O que fazer
Retome o relato sobre o doente Filipe e continue-o a partir da última frase apresentada.

PAI E FILHO
O senhor Filipe (o nome verdadeiro é outro) teria cerca de 25
anos quando foi internado no Serviço de Neurocirurgia do Hospital dos Capuchos.
Vinha da Urgência de S. José, onde fora admitido na véspera por hematoma
intracerebral espontâneo.
A anamnese não forneceu dados relevantes e a angiografia não
mostrou sinais de anomalia vascular.
Os hematomas temporais têm má fama. Quando o efeito de massa
aumenta, leva ao encravamento rápido do uncus
e ao coma muitas vezes irreversível. Este era do lado direito e não se
acompanhava de alterações do estado de consciência nem de défices neurológicos
aparentes. Resolvi intervir e conversei com o doente para obter o seu consentimento.
Olhou-me com olhos de carneiro que vai para a degola, mas aceitou a operação.
A cirurgia foi simples e a recuperação rápida. Os exames
neurorradiológicos de controlo foram normais. Aos sete dias, dei-lhe alta e
passei a segui-lo em consulta externa.

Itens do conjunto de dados
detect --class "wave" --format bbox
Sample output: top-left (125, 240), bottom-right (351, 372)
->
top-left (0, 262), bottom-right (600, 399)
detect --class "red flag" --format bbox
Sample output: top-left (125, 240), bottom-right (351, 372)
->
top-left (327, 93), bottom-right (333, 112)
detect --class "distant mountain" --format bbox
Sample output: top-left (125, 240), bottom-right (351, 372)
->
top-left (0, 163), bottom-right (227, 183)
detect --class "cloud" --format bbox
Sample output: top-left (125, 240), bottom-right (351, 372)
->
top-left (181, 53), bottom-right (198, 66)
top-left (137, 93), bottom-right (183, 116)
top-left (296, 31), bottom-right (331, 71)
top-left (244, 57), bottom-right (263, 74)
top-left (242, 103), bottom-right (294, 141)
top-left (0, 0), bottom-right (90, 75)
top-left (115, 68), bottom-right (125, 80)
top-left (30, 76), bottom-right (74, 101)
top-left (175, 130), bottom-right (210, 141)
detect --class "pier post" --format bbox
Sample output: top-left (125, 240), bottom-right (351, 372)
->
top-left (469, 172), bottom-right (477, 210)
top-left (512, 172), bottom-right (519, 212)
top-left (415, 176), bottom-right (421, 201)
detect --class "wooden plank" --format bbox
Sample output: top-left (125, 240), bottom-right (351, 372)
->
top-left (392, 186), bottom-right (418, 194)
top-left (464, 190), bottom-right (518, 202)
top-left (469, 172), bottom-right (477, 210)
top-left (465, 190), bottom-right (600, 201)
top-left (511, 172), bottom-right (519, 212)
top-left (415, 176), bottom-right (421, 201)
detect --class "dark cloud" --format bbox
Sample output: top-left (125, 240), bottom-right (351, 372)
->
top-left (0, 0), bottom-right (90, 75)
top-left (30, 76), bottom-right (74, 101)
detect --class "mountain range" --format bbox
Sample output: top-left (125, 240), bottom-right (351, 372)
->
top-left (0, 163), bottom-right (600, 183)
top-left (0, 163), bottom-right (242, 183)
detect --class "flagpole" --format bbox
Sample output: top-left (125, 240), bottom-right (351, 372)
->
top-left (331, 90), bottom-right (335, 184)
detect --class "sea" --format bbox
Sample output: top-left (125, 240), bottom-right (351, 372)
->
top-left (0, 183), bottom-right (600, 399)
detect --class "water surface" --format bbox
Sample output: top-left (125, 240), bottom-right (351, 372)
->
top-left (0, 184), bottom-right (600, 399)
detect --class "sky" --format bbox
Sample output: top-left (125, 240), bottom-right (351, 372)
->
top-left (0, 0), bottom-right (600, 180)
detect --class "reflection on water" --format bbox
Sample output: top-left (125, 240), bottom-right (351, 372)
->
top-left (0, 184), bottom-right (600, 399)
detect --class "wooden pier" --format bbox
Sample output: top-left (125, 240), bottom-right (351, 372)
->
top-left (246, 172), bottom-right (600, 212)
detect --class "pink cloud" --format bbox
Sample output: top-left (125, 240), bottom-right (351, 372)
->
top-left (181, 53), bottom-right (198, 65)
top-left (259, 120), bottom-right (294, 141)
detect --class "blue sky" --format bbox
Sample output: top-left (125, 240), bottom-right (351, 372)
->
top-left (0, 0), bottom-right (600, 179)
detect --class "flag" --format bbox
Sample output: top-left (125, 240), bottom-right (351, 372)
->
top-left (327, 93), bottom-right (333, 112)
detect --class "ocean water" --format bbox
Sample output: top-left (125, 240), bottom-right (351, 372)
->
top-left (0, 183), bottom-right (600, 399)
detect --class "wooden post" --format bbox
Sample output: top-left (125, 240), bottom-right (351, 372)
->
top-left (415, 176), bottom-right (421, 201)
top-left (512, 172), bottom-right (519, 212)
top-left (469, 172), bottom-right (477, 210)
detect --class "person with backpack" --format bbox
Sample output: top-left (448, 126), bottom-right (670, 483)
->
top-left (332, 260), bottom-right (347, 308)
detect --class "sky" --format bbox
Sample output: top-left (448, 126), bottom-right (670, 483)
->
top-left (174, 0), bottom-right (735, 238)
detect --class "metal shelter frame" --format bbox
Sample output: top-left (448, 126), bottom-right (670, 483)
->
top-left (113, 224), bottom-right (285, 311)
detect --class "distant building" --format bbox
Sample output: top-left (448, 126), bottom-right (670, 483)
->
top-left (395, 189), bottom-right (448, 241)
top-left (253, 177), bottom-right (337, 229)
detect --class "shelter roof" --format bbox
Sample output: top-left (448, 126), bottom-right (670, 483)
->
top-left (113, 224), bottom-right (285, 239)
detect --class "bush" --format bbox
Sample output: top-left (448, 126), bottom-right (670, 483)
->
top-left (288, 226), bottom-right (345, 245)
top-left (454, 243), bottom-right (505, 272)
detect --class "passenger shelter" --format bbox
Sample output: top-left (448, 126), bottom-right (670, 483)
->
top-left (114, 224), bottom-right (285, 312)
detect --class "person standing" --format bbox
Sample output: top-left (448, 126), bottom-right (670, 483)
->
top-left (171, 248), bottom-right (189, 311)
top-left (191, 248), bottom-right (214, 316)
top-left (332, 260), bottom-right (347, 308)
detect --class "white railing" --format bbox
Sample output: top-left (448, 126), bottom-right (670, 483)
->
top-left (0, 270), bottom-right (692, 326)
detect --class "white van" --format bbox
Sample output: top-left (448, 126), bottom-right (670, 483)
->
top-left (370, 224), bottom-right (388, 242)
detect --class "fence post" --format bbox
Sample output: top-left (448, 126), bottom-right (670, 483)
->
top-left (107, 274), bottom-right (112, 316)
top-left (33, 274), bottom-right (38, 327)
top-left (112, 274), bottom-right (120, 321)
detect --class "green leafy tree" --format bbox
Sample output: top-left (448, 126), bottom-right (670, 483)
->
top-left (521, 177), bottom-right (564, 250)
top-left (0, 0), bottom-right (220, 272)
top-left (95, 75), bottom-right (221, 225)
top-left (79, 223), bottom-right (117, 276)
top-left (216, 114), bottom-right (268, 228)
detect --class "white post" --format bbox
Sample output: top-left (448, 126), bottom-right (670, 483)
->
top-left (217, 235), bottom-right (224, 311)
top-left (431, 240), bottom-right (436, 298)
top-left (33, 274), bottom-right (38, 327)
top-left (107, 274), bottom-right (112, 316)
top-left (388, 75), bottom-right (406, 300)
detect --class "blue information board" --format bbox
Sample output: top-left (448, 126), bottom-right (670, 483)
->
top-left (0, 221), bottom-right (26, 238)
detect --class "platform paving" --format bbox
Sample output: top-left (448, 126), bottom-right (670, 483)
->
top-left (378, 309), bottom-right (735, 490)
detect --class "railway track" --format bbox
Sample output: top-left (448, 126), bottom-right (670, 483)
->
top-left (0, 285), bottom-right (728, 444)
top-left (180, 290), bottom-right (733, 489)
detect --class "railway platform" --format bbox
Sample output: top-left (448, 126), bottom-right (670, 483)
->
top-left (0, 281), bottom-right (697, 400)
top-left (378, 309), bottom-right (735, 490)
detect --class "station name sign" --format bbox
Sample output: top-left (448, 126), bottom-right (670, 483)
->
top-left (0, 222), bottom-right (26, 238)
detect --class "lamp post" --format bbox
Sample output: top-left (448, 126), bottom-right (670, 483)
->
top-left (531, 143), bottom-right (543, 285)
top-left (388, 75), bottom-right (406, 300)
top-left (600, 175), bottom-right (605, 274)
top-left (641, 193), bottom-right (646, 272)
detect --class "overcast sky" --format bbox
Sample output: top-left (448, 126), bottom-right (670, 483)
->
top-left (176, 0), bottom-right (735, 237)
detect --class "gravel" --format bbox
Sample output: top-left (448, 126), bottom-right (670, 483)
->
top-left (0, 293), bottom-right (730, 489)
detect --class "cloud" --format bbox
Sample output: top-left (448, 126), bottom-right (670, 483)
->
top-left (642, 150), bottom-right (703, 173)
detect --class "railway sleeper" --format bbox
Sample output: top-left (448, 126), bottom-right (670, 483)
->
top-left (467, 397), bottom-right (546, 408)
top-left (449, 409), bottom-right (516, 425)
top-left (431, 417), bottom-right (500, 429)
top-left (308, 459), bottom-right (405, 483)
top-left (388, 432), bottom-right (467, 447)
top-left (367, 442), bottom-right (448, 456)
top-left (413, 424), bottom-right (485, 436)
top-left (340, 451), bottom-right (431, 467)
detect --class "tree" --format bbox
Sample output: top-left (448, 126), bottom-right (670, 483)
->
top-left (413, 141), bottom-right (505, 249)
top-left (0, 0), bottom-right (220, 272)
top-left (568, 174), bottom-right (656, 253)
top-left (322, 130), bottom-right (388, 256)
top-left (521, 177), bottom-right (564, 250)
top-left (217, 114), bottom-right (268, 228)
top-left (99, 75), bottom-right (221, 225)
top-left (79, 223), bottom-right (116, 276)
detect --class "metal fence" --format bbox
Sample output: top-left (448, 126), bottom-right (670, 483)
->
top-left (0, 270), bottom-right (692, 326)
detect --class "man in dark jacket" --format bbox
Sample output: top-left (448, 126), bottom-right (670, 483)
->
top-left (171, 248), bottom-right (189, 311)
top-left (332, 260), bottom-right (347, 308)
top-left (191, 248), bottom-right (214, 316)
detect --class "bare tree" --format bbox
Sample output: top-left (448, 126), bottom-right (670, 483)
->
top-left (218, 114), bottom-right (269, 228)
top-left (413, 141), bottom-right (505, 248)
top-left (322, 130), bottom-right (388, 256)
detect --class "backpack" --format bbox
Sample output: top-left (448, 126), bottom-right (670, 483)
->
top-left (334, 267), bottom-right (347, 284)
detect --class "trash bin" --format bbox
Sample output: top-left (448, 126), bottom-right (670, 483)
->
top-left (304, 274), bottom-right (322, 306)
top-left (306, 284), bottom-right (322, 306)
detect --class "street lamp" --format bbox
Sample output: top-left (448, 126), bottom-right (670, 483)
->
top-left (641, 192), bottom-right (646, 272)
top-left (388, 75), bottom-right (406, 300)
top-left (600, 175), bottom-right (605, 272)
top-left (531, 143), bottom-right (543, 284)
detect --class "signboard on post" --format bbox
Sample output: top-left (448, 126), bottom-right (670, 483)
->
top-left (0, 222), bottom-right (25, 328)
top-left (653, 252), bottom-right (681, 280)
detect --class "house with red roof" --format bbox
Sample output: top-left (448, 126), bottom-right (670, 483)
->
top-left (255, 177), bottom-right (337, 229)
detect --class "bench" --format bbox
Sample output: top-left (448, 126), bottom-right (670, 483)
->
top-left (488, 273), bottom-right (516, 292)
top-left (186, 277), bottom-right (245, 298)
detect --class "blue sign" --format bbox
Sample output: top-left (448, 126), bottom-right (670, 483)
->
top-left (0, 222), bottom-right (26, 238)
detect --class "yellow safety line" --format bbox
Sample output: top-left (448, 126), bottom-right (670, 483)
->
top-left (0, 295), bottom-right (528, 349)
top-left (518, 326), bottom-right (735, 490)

Resultado esperado
Apesar de casado, vinha sempre acompanhado pela mãe, com quem
tinha uma ligação muito forte. Os testes neuropsicológicos detetaram um
compromisso da memória recente que, a perdurar, iria comprometer a sua atualização
profissional. Estava deprimido e teve de ser medicado nesse sentido.
Apenas na segunda consulta entendi a razão de ser da sua
falta de esperança. O homem estava à espera da morte e não acreditava nas
minhas palavras quanto ao prognóstico. Achava que eu mentia para o não
assustar. Lá me revelou um facto que ocultara na anamnese de entrada: o pai
fora operado por mim de glioblastoma cerebral anos antes e falecera em menos de
um ano. Contava ter o mesmo destino.
Passou muito tempo, mas ainda aparece na minha consulta
de vez em quando. Nunca perdeu o olhar triste.